■ **Selected passage**
┄┄┄┄┄┄┄┄┄┄┄┄┄┄┄┄┄┄┄┄
It's another way of saying that most of what's in this package is window dressing. Commendable window dressing, no question, but window dressing all the same. In the current context, a cut in the payroll tax probably won't lead to more spending by households, but to more debt paring (as it has since first being implemented). A tax incentive for employers to hire is of questionable value if employers aren't planning to hire anyway. If they are planning to hire, what's the point? School construction money can sometimes get in the wrong hands at the state and local level. The proposal for an infrastructure bank, reasonable as it might be, involves long-term projects that won't begin to deal with the nation's short-term needs (as L.A. Mayor Antonio Villaraigosa shamelessly suggests). Here's a good takeaway from NYT columnist David Brooks:
The administration is putting forth a package to prevent a double-dip recession that may not come to pass with a series of measures that may not work. Yet it's hard to walk away. The prospect of a double dip is truly horrifying. What happens if next month's job's report comes in negative? Or the one after that? Believe me, Congress will be rushing to do something then. Personally, my bottom line is this: I think the president has earned a second date. He's put together a moderate set of stimulus ideas. His plan may not be enough to jolt prosperity, but it might maintain its current slow growth.
For what it's worth, Wall Street seems highly skeptical. The Dow is down almost 300 points.
┄┄┄┄┄┄┄┄┄┄┄┄┄┄┄┄┄┄┄┄
Named-object pointing records
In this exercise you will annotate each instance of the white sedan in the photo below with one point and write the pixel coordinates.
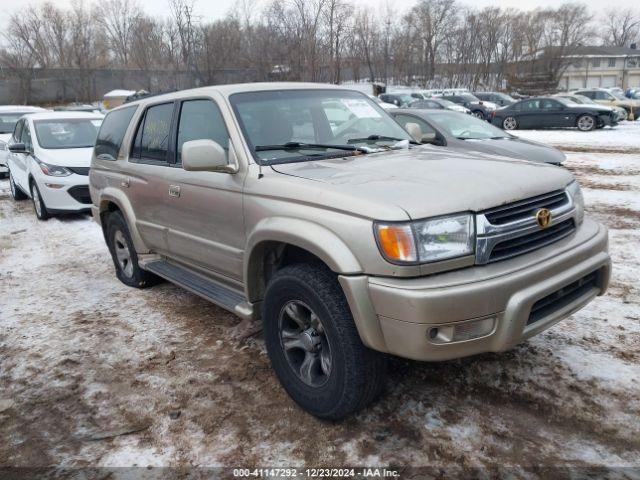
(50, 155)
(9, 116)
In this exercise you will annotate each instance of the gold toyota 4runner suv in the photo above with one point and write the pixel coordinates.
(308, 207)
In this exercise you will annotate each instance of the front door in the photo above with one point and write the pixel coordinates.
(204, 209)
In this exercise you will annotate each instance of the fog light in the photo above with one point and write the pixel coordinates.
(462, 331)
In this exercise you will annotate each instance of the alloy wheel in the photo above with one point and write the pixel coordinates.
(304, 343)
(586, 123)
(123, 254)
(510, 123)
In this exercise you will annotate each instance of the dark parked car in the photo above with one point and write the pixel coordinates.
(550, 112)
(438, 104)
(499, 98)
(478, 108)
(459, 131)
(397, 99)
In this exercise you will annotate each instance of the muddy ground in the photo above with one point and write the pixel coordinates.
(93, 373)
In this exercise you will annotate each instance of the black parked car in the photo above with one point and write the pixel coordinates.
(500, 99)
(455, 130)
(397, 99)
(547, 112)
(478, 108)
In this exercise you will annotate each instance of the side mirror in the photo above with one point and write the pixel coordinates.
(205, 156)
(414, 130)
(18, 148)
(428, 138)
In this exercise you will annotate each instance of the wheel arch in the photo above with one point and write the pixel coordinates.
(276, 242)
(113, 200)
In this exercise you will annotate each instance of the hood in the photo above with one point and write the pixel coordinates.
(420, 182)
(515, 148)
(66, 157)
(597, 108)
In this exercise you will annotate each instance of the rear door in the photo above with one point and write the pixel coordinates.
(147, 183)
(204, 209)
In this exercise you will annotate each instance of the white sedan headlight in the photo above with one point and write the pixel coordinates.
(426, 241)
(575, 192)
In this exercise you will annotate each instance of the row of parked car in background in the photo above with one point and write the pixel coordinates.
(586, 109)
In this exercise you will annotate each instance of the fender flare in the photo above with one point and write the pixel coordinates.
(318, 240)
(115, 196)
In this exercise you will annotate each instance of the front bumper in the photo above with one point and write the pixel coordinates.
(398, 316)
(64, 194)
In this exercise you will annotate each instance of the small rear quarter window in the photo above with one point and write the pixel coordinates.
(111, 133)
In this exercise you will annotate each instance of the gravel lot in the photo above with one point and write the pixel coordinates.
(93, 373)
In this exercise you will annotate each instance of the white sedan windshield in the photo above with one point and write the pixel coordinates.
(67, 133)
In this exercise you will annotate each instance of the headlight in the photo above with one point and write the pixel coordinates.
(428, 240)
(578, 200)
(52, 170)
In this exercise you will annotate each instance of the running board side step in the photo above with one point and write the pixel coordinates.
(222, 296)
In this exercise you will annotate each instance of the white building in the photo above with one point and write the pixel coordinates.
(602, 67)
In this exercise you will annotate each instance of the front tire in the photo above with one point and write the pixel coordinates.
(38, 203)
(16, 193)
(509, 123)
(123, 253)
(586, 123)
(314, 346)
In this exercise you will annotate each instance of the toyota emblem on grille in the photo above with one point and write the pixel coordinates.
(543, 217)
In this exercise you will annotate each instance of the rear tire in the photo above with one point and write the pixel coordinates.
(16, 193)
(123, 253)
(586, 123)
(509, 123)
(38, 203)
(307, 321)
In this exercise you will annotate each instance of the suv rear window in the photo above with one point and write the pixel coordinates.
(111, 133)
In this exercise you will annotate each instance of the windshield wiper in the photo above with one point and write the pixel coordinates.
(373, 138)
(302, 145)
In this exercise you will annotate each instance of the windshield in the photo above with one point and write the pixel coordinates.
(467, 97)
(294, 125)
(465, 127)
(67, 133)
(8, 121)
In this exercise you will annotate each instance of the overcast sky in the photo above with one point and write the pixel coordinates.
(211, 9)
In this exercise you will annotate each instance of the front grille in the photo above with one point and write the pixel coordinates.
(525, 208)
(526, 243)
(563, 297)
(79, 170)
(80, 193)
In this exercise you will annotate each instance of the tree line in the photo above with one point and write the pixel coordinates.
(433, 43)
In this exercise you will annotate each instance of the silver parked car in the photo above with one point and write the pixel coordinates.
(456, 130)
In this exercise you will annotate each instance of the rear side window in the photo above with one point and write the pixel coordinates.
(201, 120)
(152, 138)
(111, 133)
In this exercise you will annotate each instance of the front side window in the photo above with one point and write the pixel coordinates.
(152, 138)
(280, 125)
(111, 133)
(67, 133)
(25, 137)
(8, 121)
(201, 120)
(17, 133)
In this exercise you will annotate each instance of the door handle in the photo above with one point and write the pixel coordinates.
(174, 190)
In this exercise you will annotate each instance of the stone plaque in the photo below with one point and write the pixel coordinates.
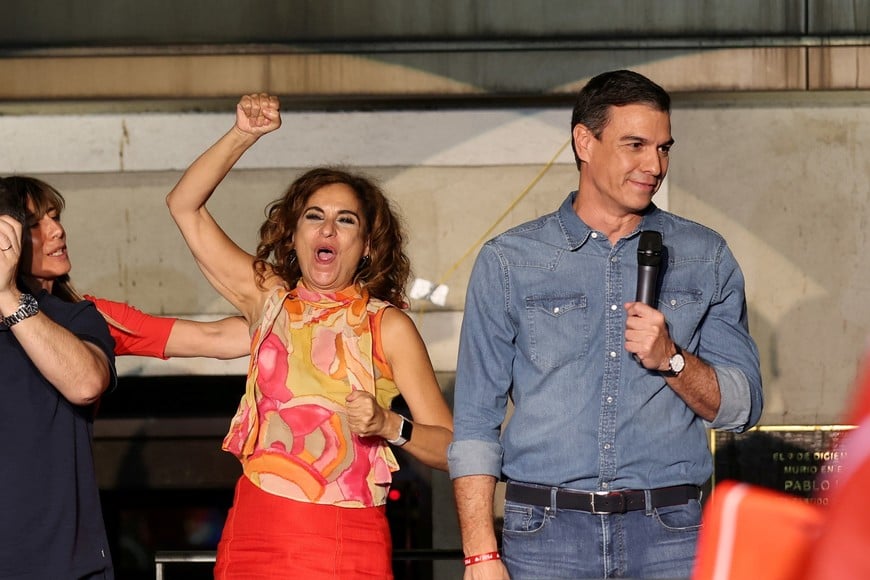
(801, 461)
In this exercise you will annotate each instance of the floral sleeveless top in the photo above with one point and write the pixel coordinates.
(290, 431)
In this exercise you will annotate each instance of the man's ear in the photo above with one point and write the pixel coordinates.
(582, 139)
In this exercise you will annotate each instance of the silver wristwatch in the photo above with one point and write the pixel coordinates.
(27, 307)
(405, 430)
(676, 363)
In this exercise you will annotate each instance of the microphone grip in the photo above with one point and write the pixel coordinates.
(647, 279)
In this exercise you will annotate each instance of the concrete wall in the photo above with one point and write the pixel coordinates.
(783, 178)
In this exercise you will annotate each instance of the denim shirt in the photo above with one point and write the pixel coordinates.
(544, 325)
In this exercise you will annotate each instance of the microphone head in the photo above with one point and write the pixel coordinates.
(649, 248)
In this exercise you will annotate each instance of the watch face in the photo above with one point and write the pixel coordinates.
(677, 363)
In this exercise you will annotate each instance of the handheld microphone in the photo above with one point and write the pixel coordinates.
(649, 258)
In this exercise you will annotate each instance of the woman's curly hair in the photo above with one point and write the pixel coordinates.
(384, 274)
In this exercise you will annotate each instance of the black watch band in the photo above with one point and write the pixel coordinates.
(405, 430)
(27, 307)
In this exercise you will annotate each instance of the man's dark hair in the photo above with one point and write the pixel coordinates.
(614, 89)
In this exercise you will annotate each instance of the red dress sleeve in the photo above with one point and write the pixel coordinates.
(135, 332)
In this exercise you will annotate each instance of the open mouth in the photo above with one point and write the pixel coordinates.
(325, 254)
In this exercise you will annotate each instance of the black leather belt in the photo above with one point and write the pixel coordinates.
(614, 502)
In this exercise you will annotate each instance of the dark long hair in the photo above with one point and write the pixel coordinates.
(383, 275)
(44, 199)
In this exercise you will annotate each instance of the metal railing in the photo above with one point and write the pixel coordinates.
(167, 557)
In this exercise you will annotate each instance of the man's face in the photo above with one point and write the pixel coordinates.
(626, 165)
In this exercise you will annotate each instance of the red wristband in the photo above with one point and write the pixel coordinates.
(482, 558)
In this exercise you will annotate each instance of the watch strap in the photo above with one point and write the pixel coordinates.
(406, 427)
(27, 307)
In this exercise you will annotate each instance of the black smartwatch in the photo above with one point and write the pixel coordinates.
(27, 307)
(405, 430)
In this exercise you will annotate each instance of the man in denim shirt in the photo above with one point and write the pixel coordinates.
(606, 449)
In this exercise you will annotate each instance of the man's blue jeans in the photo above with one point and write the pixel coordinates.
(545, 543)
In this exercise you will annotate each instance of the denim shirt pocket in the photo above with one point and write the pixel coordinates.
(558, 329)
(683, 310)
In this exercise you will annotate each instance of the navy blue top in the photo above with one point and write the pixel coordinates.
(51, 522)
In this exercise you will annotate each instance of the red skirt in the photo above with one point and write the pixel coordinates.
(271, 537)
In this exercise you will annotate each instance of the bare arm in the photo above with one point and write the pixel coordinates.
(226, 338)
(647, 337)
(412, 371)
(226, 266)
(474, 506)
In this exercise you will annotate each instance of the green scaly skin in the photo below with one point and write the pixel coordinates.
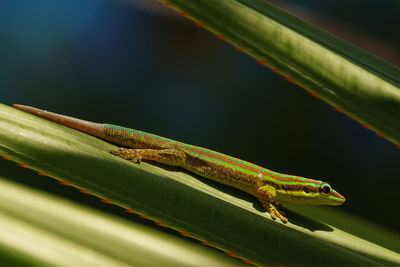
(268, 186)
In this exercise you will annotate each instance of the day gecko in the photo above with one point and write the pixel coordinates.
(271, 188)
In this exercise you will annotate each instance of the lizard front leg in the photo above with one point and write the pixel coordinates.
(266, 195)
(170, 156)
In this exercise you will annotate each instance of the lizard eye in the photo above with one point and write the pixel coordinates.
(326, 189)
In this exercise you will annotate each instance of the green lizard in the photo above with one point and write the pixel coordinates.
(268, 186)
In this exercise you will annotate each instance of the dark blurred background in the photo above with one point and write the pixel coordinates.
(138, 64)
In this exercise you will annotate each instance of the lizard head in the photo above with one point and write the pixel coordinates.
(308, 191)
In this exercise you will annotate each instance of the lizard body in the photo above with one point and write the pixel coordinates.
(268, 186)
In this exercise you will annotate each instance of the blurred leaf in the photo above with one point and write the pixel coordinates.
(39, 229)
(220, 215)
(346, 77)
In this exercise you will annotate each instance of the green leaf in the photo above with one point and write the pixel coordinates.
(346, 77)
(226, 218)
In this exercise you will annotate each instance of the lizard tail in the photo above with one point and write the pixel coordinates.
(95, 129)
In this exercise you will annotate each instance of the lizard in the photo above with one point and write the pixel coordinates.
┄┄┄┄┄┄┄┄┄┄┄┄┄┄┄┄┄┄┄┄
■ **Direction A**
According to the stimulus commentary, by about how many points is the Dow down?
■ **Direction B**
Rescale the records from the line with "the lizard body" up to and including the last line of the records. Repeat every one of those lines, requests included, with each point coordinate in the answers multiplied by 0.2 and rounded to a whole number, halves rounding up.
The stimulus commentary has no connection to the records.

■ **Exercise solution A**
Almost 300 points.

■ **Exercise solution B**
In this exercise you will annotate each instance of the lizard body in the photo above with one point and write the pixel coordinates.
(54, 37)
In this exercise you will annotate each instance of the blurred leaf in the photo above with one point and write the pixel coordinates.
(8, 46)
(44, 43)
(69, 15)
In this exercise you will annotate each instance of the green leaf in the photo above with one point and write the pixel coordinates.
(69, 15)
(45, 44)
In this exercise you will annotate each instance of the lizard tail in the photo above with one point and write the pixel coordinates.
(19, 26)
In this exercise you will annotate each instance of the lizard in the photo above with one point and write the pixel coordinates.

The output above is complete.